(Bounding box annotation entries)

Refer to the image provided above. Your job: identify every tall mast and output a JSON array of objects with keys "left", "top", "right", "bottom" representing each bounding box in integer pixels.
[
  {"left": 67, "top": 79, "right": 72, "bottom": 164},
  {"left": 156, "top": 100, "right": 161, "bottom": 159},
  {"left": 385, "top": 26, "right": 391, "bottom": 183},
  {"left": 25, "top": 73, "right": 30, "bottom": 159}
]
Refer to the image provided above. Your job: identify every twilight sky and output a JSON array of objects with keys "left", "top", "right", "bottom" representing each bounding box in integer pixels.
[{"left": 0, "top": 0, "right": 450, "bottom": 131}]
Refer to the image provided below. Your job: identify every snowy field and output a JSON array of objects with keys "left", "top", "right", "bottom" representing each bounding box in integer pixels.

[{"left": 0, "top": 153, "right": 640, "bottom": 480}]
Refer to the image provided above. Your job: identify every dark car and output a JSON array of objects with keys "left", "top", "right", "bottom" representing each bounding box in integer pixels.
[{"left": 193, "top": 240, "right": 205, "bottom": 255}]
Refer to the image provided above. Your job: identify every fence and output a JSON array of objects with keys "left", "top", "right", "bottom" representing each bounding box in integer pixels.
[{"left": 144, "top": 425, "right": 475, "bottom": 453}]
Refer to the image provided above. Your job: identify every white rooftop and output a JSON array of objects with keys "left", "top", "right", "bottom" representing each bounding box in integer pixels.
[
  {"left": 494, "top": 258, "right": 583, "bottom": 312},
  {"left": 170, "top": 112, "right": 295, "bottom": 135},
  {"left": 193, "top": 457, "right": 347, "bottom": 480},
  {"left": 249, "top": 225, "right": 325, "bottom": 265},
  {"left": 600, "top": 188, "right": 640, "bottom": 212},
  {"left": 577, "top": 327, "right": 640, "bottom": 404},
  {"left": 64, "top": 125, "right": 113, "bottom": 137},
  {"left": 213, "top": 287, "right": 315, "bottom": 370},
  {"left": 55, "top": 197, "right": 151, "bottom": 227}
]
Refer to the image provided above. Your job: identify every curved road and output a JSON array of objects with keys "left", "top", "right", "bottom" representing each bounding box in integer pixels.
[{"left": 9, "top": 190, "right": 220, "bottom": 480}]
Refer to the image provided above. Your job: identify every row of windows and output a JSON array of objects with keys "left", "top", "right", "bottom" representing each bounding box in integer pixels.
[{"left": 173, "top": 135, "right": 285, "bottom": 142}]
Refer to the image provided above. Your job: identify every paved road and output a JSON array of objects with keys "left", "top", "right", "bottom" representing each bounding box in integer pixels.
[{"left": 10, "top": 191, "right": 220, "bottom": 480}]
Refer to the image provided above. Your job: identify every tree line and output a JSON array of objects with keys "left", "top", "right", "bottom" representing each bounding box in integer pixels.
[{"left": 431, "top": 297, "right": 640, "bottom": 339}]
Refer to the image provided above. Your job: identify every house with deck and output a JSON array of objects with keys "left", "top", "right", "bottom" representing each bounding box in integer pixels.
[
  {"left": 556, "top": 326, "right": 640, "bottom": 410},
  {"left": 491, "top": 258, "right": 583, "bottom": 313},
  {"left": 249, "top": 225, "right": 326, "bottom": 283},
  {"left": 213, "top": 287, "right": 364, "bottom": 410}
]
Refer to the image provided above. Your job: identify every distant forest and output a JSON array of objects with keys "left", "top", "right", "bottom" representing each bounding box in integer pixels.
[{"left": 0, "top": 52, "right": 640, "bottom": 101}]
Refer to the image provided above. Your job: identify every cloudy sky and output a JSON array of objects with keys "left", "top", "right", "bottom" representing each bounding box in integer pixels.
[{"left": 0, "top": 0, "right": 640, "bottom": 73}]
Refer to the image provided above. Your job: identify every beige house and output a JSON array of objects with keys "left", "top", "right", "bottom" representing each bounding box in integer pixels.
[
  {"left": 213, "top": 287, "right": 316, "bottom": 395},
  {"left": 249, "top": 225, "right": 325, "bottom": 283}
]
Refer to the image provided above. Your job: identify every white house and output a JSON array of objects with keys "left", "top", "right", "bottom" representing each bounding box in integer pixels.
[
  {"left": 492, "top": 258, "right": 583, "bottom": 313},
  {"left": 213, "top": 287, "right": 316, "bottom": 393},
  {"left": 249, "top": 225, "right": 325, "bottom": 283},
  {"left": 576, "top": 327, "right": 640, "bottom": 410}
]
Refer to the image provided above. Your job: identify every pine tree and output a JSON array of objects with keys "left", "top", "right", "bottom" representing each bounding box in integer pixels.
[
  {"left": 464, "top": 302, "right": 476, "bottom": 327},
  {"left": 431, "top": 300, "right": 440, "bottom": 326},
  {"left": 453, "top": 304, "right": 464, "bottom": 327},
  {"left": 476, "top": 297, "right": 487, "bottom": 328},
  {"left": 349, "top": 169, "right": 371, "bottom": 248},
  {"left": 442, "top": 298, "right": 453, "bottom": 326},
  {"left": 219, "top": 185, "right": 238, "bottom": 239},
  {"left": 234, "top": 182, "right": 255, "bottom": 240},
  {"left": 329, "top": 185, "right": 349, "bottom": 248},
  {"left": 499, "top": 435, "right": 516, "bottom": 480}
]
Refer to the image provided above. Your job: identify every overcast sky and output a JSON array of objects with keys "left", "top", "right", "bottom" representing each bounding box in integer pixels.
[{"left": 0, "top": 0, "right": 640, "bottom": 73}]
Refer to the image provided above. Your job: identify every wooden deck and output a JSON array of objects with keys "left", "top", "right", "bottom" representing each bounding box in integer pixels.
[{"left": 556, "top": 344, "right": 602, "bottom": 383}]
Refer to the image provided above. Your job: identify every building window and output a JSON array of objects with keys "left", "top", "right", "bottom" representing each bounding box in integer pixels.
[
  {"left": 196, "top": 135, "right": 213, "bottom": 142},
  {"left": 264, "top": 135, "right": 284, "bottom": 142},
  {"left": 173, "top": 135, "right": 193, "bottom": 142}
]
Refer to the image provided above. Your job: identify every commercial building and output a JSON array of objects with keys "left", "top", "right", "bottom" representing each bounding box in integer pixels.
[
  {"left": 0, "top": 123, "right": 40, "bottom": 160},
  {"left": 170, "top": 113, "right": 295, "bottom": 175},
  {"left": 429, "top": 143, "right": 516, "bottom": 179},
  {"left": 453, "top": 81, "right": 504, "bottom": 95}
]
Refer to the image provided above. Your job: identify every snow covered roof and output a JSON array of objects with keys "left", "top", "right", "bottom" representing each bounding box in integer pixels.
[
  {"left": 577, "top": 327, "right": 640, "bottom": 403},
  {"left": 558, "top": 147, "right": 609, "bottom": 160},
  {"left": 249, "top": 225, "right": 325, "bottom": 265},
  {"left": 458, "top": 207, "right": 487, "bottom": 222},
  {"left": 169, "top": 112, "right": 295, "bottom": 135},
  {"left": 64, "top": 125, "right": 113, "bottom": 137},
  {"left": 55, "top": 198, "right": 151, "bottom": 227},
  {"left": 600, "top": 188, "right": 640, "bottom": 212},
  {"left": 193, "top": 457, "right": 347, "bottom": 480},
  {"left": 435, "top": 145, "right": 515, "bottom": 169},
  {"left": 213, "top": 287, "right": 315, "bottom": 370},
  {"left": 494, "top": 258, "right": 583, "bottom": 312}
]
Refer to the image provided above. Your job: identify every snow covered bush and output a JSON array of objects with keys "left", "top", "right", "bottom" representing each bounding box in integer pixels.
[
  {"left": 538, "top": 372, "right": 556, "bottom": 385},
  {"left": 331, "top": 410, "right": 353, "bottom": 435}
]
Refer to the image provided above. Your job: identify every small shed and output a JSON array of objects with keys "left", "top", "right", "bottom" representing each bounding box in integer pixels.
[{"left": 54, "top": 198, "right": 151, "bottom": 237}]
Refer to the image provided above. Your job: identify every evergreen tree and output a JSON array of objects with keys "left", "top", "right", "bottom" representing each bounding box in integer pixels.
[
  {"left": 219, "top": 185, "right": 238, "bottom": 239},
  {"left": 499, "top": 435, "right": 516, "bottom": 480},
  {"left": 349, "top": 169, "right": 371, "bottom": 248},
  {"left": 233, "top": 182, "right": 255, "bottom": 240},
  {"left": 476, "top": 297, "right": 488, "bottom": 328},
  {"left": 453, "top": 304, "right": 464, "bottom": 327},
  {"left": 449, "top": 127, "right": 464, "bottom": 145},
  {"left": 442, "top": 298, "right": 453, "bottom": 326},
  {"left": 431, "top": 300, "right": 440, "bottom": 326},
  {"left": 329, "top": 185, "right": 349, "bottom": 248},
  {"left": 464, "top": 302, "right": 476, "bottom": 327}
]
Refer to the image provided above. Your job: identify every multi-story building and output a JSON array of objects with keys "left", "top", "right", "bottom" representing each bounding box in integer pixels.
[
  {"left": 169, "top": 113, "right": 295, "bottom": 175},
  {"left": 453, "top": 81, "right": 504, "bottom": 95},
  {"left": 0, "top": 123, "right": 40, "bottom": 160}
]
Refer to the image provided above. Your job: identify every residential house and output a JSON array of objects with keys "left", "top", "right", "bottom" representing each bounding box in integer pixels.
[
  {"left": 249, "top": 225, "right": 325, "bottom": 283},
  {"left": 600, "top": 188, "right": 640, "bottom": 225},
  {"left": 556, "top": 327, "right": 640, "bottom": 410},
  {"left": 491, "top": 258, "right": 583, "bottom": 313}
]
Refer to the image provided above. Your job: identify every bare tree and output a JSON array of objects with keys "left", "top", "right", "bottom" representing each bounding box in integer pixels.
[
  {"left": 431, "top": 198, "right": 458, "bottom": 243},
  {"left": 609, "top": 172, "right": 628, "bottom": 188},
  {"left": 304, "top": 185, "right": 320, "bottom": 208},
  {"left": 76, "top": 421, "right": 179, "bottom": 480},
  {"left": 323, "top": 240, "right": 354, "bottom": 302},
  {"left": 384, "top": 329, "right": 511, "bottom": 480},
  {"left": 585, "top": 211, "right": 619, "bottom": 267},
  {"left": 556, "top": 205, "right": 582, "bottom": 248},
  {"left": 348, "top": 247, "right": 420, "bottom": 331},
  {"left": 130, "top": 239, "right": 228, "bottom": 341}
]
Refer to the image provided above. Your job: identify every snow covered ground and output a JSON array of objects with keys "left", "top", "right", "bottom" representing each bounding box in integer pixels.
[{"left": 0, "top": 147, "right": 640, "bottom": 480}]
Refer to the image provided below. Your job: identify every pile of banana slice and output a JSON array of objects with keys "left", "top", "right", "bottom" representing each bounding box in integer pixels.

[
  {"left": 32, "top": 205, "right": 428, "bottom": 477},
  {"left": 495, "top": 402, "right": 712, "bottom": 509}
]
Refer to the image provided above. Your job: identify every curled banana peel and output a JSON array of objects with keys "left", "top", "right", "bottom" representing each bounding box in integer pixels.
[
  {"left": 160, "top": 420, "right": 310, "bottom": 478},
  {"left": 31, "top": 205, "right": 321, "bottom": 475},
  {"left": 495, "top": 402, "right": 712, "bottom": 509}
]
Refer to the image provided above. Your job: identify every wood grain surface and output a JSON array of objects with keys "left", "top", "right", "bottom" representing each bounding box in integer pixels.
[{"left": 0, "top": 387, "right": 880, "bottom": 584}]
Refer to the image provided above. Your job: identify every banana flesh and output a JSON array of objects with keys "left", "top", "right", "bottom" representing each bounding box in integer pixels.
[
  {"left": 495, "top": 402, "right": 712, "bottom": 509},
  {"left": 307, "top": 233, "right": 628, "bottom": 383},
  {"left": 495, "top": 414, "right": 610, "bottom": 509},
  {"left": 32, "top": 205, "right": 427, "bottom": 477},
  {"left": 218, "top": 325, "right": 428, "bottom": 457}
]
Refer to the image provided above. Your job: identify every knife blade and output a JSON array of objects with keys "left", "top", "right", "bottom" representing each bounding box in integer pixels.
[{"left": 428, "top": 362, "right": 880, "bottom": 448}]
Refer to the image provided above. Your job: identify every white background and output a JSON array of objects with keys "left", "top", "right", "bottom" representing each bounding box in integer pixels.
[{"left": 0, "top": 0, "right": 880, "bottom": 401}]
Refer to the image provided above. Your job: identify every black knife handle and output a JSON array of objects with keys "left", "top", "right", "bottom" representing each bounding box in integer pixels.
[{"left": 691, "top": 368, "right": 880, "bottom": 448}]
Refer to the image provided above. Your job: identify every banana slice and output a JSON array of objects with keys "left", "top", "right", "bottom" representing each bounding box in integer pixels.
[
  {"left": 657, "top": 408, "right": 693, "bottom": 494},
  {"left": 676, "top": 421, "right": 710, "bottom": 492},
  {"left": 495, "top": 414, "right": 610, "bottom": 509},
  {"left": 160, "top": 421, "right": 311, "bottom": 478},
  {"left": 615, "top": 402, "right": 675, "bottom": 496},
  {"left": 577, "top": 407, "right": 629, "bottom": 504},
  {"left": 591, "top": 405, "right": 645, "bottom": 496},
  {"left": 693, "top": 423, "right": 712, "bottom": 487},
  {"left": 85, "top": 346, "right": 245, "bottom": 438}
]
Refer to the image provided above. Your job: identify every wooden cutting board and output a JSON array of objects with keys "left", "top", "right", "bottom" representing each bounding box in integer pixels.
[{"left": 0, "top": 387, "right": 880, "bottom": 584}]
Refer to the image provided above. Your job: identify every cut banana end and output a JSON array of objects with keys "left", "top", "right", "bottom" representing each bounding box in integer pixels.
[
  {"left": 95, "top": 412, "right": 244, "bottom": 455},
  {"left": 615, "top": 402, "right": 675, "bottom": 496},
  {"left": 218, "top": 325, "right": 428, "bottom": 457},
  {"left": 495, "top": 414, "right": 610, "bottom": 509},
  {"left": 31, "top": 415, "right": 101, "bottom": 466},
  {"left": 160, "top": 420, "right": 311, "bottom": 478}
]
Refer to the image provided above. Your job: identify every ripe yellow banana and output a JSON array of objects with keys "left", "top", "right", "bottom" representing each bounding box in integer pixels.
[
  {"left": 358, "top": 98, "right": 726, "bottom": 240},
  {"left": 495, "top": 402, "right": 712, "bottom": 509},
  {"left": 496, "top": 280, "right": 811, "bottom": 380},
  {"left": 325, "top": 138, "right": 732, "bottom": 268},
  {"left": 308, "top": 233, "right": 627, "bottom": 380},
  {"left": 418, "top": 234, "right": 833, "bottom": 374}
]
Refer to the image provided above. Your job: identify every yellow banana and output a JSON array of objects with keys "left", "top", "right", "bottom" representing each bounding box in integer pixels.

What is required ::
How many lines in the records above contain the string "road"? Case counts; reply with the number alone.

Answer to the task ::
2